Your job is to return each record exactly, minus any pictures.

- _Dataset records_
-- Opening Marker --

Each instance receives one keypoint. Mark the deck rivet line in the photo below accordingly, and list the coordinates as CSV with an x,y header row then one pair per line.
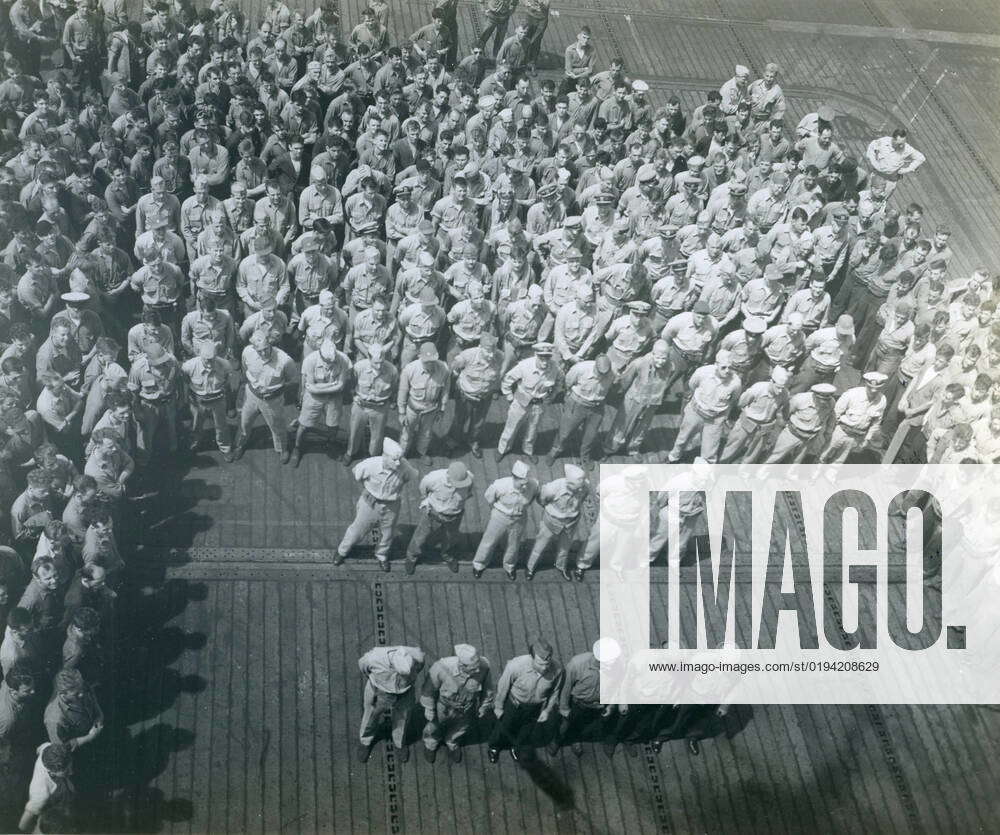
x,y
610,31
747,53
933,96
875,713
659,800
391,783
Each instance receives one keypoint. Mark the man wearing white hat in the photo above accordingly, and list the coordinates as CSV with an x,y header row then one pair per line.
x,y
457,691
734,91
268,372
528,386
390,675
375,380
580,708
644,383
320,321
761,407
383,478
509,499
325,374
444,494
423,395
320,199
208,377
310,272
624,497
809,426
714,390
153,379
562,500
859,412
527,693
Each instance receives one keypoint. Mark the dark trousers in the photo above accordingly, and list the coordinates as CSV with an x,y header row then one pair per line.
x,y
430,525
692,722
470,416
516,727
584,722
643,723
577,413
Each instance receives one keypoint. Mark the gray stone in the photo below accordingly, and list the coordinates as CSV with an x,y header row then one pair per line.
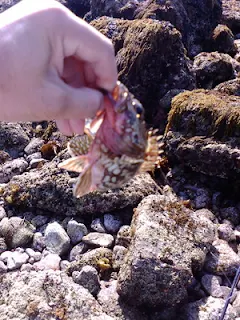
x,y
99,239
46,294
124,236
33,146
119,253
76,231
3,267
12,168
16,231
167,244
56,239
212,284
207,309
112,222
88,278
222,260
38,241
77,251
98,226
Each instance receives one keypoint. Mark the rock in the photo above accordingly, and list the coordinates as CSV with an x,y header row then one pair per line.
x,y
77,251
46,294
97,239
195,20
231,87
119,253
207,309
199,144
168,242
76,231
144,48
56,239
3,267
49,262
11,168
100,259
47,189
88,278
212,284
98,226
111,303
124,236
231,15
112,222
212,68
222,260
38,242
33,146
13,137
223,40
2,213
16,232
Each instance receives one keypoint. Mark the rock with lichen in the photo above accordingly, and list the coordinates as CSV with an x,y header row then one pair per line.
x,y
213,68
195,19
49,188
46,295
154,273
203,133
150,57
223,40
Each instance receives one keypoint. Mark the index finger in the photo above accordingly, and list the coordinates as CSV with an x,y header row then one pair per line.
x,y
86,43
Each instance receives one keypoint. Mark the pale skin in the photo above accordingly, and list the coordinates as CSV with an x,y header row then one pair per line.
x,y
52,65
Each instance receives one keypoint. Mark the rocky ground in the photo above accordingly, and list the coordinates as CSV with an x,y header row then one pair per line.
x,y
166,246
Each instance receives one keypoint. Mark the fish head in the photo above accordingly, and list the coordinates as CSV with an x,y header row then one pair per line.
x,y
126,115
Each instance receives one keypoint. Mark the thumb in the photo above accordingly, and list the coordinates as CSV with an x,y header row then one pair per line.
x,y
79,103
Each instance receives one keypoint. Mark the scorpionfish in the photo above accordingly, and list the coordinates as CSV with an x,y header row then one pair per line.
x,y
115,146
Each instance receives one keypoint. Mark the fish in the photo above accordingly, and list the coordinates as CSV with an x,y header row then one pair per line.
x,y
115,145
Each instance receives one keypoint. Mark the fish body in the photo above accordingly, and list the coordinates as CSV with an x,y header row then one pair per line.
x,y
115,146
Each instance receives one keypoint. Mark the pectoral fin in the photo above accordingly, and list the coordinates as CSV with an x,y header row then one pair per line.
x,y
73,164
84,182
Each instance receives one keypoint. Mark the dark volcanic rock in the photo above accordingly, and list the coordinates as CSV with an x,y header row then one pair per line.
x,y
48,189
195,19
151,59
212,68
168,243
203,132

-- Closing Marker --

- _Your solution_
Each instance receives one keypoint. Mark the deck rivet line in the photo below accordingly, and list the coordinates as CSV with an x,y header row then one pair per line.
x,y
610,31
747,53
933,96
875,713
659,800
391,783
Each instance receives one keypoint. Mark the man wearing white hat in the photo above accordingly, and list the coordinates as CSV with an x,y header row then one pair per line.
x,y
457,691
734,91
268,372
528,386
390,675
375,380
580,708
644,383
320,321
761,407
383,478
509,499
325,374
444,494
423,395
320,199
208,377
310,272
624,497
809,426
714,390
153,379
562,500
859,412
527,693
Each instance receives one keypoint. Mark the dark trousers in the photo above accordingly, and list the coordinates as CSV with an x,y header row then one pair per line.
x,y
430,525
692,722
470,416
516,727
584,722
643,723
577,413
Each instance receives one keypoint. Mark the gray stone in the photo below accordingly, and list the coordinates as CSV with an x,y header row then one pair per line.
x,y
99,239
46,294
124,236
33,146
119,253
76,231
3,267
12,168
16,231
167,244
56,239
212,284
207,309
112,222
88,278
222,260
38,241
77,251
98,226
Each instance receives one keypoint. Mark the rock in the photo above accordingly, and list the coordinates as CSV with an x,y header row then one pair per line.
x,y
77,251
46,294
97,239
195,20
231,87
119,253
207,309
199,144
168,242
76,231
144,48
56,239
3,267
49,262
11,168
100,259
47,189
88,278
212,284
98,226
111,303
124,236
231,15
112,222
212,68
222,260
38,242
33,146
13,137
223,40
2,213
16,232
Each instance receives one keypoint. Mark the rock with lichen in the photo above accordingly, and list the coordinates as CSV with an x,y header row then one pair per line.
x,y
213,68
195,19
49,188
46,295
154,273
203,133
150,57
223,40
Each instance receives one keypoint. Mark the index finger in the photo above accordingly, and list the coordinates as CSV with an x,y header row then one pair per line.
x,y
86,43
Each instance receives one keypoint. Mark the pale skin in the photo above accordingly, and list the coordinates as CSV with an x,y header row then one pair per line.
x,y
52,65
Each instance receives one keypoint. Mark the rocky ground in the photo above accordingly, and list the coordinates as CSV with an x,y header row then one pair per line.
x,y
166,246
Each instance receives one keypoint. Mark the fish head in the photo above accordingly, and list the coordinates as CSV with an x,y header row then one pair per line.
x,y
126,115
Each instance receives one keypoint. Mark the thumb in the photo above accordingly, and list the coordinates as CSV with an x,y header row then one pair per line.
x,y
79,103
Each instance receives one keypoint. Mark the scorpionfish in the photo above accordingly, and list the coordinates as CSV with an x,y header row then one pair per line.
x,y
115,146
Each instance receives one keypoint. Mark the fish in the photo above accordingly, and list the coordinates as CSV with an x,y header row then one pair per line.
x,y
115,145
Each instance receives one keypoint. Mark the fish body in the photo above accordingly, and list the coordinates as CSV with an x,y header row then one pair per line.
x,y
115,146
Each instance receives one keypoint. Mark the pectoral fin in the photo above accordingly, and list the coordinates as CSV with an x,y header row then one pair per line.
x,y
73,164
84,182
Each instance receives one keypoint. Mark the dark volcanic rock in the photo above accordingly, and list the coordinates as CSV with an x,y header row then one pair per line.
x,y
48,189
195,19
151,59
212,68
168,243
203,132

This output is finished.